## Your task
Please pick up the review of The Aviator below after its last sentence and continue writing it.

## Document extract
=== Begin Enclosure ===

It’s been nearly 25 years since director Martin Scorsese won his first Oscar for Raging Bull. Another decade went by before his second for Goodfellas and just two years ago, he picked up a third for Gangs of New York.

Of course, that never happened. What is and what should be aren’t always the same in the movie business. And for the preeminent American filmmaker, the want for a little gold man has developed into a pressing need.

Why else would Scorsese fly the friendly skies of The Aviator, a biopic about eccentric billionaire Howard Hughes?

Its narrative arc reads like Biographies for Dummies. An iconic, charismatic famous figure who: a) lived large in the 1920s-40s, allowing sumptuous period costumes and sets; b) hobnobbed with other famous people who can be name-dropped; c) suffered a crippling disease that he fought off just long enough to enjoy a triumphant David-vs.-Goliath victory. Check, check and check.

This is uncharacteristically safe territory for a filmmaker who relishes risk and grittiness, even when it’s an incoherent mess (Bringing Out the Dead). But cautious filmmaking can bring Oscar consideration, as evidenced by the building buzz that it’s now Scorsese’s turn at the podium.

That said, The Aviator is solidly entertaining. It’s a visually lush, dizzyingly paced recreation of the early days of both film and flight and one man’s overarching desire to own a piece of both.

It boasts dramatic intensity in situations that could be hackneyed, such as Hughes’ Congressional testimony before scuzzy senator Ralph Owen Brewster (Alan Alda).

It’s funny when it needs to be — the battle over the “offensive” content of Hughes’ film The Outlaw is both an open-faced slam at the MPAA and a sly in-joke at Scorsese’s past films.

The director’s expertise also puts forth, with great conviction, the hellish nightmare of Hughes’ physical and mental maladies. A scene when Hughes crashes a plane into a neighborhood is a vibrant Technicolor destruction of terra-cotta buildings. It alternates astonishing sunniness with a nearly apocalyptic amount of blood and carnage from Hughes’ mangled body.

=== End Enclosure ===

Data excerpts

=== Begin Enclosure ===

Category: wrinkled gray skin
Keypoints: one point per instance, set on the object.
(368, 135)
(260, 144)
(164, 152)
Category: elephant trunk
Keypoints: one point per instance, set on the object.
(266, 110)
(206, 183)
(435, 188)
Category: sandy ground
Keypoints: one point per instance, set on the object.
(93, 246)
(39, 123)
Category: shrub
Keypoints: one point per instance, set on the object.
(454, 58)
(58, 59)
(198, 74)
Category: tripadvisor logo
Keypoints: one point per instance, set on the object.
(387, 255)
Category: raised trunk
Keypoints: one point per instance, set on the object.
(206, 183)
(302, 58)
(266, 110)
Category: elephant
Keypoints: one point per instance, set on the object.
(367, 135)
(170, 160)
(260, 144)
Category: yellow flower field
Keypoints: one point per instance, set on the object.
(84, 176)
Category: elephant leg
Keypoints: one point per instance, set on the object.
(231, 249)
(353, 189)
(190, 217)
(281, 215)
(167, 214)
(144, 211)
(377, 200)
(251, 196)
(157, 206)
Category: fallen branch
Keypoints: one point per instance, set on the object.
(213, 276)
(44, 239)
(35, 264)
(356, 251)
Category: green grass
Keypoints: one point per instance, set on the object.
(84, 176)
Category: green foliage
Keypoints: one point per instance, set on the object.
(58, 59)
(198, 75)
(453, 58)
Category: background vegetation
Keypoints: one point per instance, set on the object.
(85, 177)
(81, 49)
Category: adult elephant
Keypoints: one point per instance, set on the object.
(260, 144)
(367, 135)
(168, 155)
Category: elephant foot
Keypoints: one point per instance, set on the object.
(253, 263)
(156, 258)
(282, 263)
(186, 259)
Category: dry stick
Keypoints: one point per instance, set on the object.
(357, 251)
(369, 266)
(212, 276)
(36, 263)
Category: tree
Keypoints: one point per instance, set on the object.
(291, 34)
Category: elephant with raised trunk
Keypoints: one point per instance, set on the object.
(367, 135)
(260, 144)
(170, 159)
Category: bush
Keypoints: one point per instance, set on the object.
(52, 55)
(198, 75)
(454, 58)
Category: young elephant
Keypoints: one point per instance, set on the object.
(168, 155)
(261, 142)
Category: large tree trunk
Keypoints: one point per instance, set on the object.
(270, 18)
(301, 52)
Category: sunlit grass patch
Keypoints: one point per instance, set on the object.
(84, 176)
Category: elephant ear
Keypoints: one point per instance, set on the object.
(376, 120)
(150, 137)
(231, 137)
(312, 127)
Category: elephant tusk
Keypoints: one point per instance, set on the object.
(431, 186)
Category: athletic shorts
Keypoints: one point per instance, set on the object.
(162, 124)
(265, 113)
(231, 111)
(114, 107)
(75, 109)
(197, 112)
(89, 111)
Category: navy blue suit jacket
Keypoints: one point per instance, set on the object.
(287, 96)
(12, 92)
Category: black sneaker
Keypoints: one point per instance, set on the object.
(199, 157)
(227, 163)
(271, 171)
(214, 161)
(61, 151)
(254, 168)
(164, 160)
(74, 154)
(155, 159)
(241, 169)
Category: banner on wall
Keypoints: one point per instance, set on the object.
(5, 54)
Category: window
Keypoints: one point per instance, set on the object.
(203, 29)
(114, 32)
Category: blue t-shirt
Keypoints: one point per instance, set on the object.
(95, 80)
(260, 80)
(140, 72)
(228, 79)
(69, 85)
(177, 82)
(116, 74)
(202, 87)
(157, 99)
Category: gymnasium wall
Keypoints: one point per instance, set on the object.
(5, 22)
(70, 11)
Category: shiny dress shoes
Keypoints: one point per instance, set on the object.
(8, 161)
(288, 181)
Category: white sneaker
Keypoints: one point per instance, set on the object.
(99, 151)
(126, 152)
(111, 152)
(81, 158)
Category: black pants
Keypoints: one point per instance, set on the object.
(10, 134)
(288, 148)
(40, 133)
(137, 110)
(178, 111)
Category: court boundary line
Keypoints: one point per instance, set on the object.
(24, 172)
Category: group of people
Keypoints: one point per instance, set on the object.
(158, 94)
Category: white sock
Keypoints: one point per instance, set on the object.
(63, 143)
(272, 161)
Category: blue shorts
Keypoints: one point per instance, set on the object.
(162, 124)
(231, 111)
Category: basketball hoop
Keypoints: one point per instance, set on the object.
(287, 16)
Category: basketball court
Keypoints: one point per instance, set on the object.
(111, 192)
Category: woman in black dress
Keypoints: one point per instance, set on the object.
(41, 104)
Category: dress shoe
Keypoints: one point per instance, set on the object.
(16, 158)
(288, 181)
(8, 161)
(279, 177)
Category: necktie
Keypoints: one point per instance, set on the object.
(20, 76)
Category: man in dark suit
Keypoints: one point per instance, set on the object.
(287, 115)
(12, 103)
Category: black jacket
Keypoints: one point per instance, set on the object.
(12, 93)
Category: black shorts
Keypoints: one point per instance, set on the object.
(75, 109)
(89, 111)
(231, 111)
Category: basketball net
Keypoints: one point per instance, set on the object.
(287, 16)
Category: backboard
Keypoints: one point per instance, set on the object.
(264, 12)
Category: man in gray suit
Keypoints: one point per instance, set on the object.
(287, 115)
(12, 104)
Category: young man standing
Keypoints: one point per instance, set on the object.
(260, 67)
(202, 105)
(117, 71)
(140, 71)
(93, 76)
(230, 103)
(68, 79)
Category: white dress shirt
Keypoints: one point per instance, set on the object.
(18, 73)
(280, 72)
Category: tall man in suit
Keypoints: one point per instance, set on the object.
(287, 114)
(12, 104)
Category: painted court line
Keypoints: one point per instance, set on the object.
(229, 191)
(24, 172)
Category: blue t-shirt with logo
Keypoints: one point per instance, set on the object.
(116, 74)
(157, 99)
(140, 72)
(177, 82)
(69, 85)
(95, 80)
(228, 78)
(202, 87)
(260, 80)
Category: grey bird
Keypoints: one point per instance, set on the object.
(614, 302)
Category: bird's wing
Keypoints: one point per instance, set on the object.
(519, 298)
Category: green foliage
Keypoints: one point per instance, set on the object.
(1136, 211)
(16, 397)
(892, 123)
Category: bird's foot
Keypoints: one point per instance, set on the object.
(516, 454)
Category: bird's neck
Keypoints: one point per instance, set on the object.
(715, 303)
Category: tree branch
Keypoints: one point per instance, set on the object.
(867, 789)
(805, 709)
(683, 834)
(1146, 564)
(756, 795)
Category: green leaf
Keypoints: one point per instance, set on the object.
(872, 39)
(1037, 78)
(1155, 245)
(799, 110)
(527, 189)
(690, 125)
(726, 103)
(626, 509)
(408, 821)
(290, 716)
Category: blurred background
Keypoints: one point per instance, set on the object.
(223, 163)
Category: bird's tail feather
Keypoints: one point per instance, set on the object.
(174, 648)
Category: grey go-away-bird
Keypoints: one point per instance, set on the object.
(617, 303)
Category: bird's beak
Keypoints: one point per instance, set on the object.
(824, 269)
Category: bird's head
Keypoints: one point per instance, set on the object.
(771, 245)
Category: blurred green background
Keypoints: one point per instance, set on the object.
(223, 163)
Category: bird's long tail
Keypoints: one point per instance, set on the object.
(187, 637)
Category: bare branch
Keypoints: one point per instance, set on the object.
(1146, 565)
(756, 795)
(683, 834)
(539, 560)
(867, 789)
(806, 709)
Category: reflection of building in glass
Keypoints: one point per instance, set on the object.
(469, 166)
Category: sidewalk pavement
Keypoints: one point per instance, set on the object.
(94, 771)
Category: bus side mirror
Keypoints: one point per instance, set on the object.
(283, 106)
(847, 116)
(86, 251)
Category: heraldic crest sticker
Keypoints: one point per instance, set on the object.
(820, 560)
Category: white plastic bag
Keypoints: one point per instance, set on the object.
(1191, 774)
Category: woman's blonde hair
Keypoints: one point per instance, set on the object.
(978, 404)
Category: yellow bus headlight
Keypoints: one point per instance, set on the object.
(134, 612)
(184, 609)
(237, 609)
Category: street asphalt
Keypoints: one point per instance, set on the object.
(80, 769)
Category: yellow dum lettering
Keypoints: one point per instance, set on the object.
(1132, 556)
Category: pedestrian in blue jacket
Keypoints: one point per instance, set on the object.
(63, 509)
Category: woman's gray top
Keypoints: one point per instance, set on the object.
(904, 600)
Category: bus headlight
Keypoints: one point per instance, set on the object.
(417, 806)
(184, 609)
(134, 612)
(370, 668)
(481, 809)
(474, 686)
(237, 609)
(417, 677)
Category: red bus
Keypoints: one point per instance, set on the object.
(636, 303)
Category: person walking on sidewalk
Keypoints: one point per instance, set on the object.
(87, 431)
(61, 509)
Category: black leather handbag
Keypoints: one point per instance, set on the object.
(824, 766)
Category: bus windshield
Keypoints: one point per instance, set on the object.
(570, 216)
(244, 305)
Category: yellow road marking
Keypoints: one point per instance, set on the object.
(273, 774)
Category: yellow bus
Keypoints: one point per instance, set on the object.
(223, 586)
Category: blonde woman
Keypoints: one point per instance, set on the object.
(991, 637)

=== End Enclosure ===

## Exercise answer
After that, he begins a descent into obsessive-compulsive madness, locking himself in a screening room where speech tics, urine-filled milk bottles and bug-infested food take over his life. Scorsese films this segment as a frightful purgatory without ever falling into overindulgence.

And as Hughes, Leonardo DiCaprio delivers a performance that is cocksure, charming, forceful and convincing in capturing as much of Hughes’ essence as we get.

That’s one of the first nagging problems with The Aviator — we see neither how Hughes’ father rose to national prominence and multi-millionaire by creating a self-lubricating oil-drill bit nor the utter bizarreness of his later life, which included a painkiller addiction leading to his 1976 death.

After a very brief prologue with a young Hughes, the film jumps right into his making of Hell’s Angels, a gigantic-budget film about WWI air battles for which he used a large fleet of real airplanes, paid a meteorologist to seek out locations with clouds (to show the relative motions of the planes) and re-dubbed at considerable expense to capitalize on the era’s “talkie” film rage.

The liberal use of computer-generated effects to recreate the filming of Hell’s Angels creates an odd sense of disconnection. The artificial beauty is alluring, but it’s strange to see so much fakery used to recreate a movie whose spectacle was based on using the real thing.

The film is the touchstone for Hughes’ other two desires — the possibilities and precision of commercial air travel, embodied in his TWA company, and the thrill of a beautiful Hollywood starlet on his arm, whether it was Jean Harlow, Katharine Hepburn or Ava Gardner.

So goes the other annoyance of The Aviator, stunt-casting with big names in inconsequential roles. The ubiquitous Jude Law makes a forgettable Errol Flynn, Kate Beckinsale continues her nothing-special career as Gardner. Singers Gwen Stefani (as Harlow) and Rufus Wainwright (preening ridiculously as a nightclub singer) get unnecessarily featured moments.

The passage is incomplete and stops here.